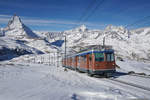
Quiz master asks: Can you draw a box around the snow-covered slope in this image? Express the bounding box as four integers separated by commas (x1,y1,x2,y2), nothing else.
0,15,57,60
59,25,150,61
4,15,38,38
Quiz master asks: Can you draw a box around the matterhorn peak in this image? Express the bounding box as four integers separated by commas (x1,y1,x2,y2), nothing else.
4,14,38,38
7,14,23,29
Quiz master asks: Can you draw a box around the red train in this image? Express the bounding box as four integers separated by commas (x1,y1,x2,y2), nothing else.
62,49,116,76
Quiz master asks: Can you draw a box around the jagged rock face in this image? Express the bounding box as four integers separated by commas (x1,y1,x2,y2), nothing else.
4,15,38,38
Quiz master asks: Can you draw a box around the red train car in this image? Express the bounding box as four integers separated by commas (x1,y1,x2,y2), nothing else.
62,49,116,75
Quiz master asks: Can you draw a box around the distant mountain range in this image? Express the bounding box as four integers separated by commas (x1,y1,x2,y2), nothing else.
0,15,150,61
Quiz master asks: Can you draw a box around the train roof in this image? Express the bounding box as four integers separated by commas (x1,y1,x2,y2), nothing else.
63,49,114,58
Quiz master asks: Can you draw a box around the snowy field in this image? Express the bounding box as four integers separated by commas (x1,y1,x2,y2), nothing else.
0,55,150,100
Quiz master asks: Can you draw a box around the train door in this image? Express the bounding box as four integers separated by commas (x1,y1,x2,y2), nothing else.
105,53,115,69
88,53,94,72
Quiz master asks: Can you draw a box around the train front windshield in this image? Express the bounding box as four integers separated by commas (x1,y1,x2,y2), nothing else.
94,53,115,61
106,53,115,61
94,53,104,61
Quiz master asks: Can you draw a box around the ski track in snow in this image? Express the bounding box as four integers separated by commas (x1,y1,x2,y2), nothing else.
0,59,150,100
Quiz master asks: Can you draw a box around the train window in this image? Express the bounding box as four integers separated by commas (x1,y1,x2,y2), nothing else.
106,53,114,61
94,53,104,61
89,54,92,61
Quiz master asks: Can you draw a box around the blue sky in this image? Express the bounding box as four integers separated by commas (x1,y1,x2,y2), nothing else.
0,0,150,31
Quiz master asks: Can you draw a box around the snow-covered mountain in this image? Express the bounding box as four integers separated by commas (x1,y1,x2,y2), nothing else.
3,15,38,38
0,15,150,61
58,25,150,61
0,15,57,60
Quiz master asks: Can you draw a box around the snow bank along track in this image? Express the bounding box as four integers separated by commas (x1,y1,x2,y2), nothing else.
107,78,150,92
128,74,150,79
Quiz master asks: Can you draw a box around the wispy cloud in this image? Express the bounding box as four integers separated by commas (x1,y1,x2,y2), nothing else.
0,15,105,28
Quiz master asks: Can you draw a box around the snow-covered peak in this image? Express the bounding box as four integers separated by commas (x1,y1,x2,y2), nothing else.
7,15,23,29
4,15,38,38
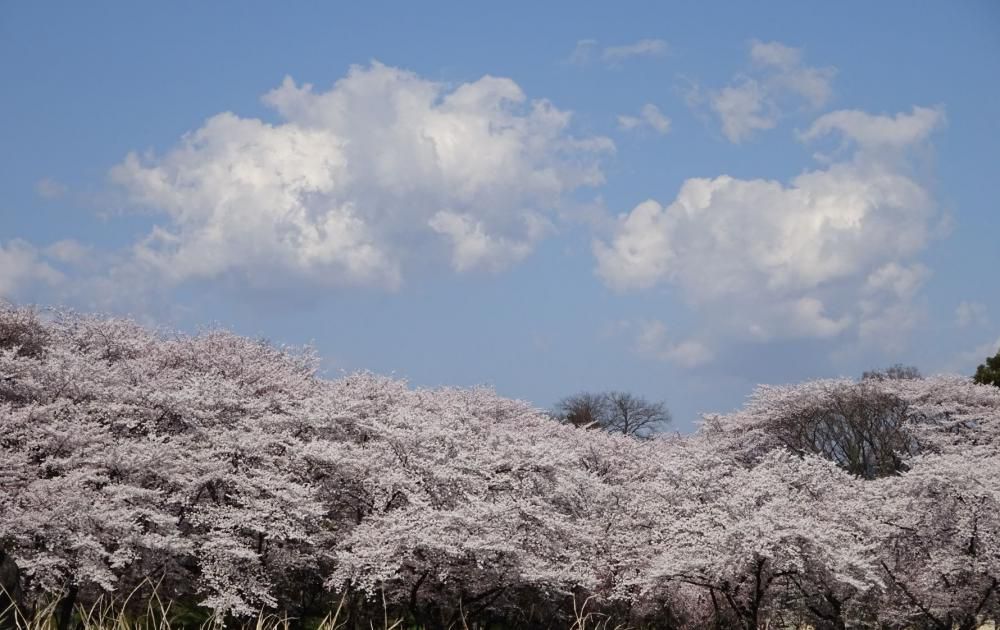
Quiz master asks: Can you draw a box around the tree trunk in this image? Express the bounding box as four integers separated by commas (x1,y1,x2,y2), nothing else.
56,584,79,630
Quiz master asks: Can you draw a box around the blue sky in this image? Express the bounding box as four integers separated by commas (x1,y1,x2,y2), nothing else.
0,2,1000,430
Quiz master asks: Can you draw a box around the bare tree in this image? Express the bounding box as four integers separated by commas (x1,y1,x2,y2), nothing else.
604,391,670,438
556,391,670,438
861,363,923,381
556,392,608,429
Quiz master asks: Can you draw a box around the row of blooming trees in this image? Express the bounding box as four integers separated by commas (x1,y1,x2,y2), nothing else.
0,306,1000,630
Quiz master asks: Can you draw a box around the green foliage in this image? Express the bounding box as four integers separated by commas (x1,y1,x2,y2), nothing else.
972,350,1000,387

━━━━━━━━━━

■ WHAT THIS TASK INVOLVES ■
Can you restate all the records above word for word while dropping the pictures?

■ EXERCISE SOLUTION ■
Quiz master asks: Can you draw a box around the snow-covered slope in this image? Express the bounding box as four integers separated by commas (x1,y1,x2,y2), nothing else.
0,15,57,60
59,25,150,61
4,15,38,38
Quiz master asks: Can you draw a box around the matterhorn peak in this image? Express the bounding box as four integers separated by commas (x1,y1,x2,y2), nothing else.
4,14,38,38
7,14,23,29
Quiz master asks: Can you draw a box around the red train in this image? Express the bounding box as four integers separated by commas (x1,y1,x2,y2), nothing else.
62,49,116,76
Quiz master asks: Can you draw a box around the jagged rock face in this image? Express the bounding box as four integers separated by commas (x1,y1,x2,y2), nothing else.
4,15,38,38
Quiz master asks: Can you draw a box around the red train car in this image? Express the bounding box as four integers separated by commas (x1,y1,x2,y2), nothing else.
62,49,116,75
Quiz master asks: Can you draw a box around the distant mountain range in this image? Express the bounding box as four integers separated by commas (x1,y1,x2,y2), nothing else.
0,15,150,61
Quiz master asks: Can you draw a box around the train roof in this image? Express the bounding box as four integers separated by commas (x1,y1,x2,y2), nothing else.
63,49,114,58
Quiz master asks: Can you draw a box around the snowy field in this image? Express the bounding box as four integers separated by commas (x1,y1,x2,y2), nothing else.
0,55,150,100
Quiz master asks: Can you draw a box around the train door in this image? Express the bounding box as four integers separated by commas (x1,y1,x2,y2), nothing else.
105,53,115,69
88,53,94,72
Quiz master asks: Can you draw a box around the train front windshield in this image? Express the bounding box as four integers separated by commas (x1,y1,x2,y2), nothing else.
94,53,115,61
106,53,115,61
94,53,104,61
Quiz master asks: Can you draw a box around the ski track in snow in this image? Express the bounding box as four integers separated by commas (x1,y1,x2,y2), nothing else.
0,59,150,100
Quiz master asks: Can you draw a box around the train window in this image? Express the bounding box as four integers separated by commas (x1,y1,x2,y2), nothing else.
106,53,114,61
94,53,104,61
89,54,92,61
Quiz master asks: Can you draw a box around the blue sky in this image? Express the bounding box as four integers separated by commas (x1,y1,x2,y2), nothing else.
0,0,150,31
Quiz master asks: Can you draw a box around the snow-covered mountain in this image? Express the bounding box as four integers separated by commas (x1,y1,x2,y2), nothing else.
3,15,38,38
0,15,150,61
58,25,150,61
0,15,57,60
Quiz master asks: Can you draw a box around the snow bank along track in this image? Express the bounding box as four integers separated by commas (x1,y1,x2,y2), nothing else.
107,78,150,92
128,74,150,79
Quiz master asks: Can you draw a box around the wispy cloud in this image? Express the bounding box as four integers separated by commas (x1,y1,x2,y2), nothing else.
0,15,105,28
Quiz master asks: Can you draw a box around the snow-covered peak in this image? Express the bounding box as four integers separated by commas (x1,y1,x2,y2), nothing else.
7,15,23,29
4,15,38,38
Quiz master asks: Can you draw a box around the tree trunk in this image? Express the bounding box as four integers separated by commas (x1,y1,x2,y2), nothing else.
56,584,79,630
Quiz master asks: Can you draw a box around the blue sky in this image? Express the bounding box as four integers separated by commas (x1,y1,x2,y2), nothing else.
0,2,1000,430
Quiz master asks: Can you draw a box around the bare tree in this image? Express the bounding box as four integers separated by commas (x1,y1,x2,y2), nothing else.
604,391,670,438
556,391,670,438
861,363,923,381
556,392,608,429
Quiz master asks: Can you draw a box around the row of blooming trees in this image? Express the bounding box as four integers separated by commas (x1,y1,x2,y2), nothing else.
0,306,1000,630
Quiz master asks: Can you draw a box around the green foliage in this image? Express the bounding box as four integers separated by commas (x1,y1,x2,y2), nothing else.
972,350,1000,387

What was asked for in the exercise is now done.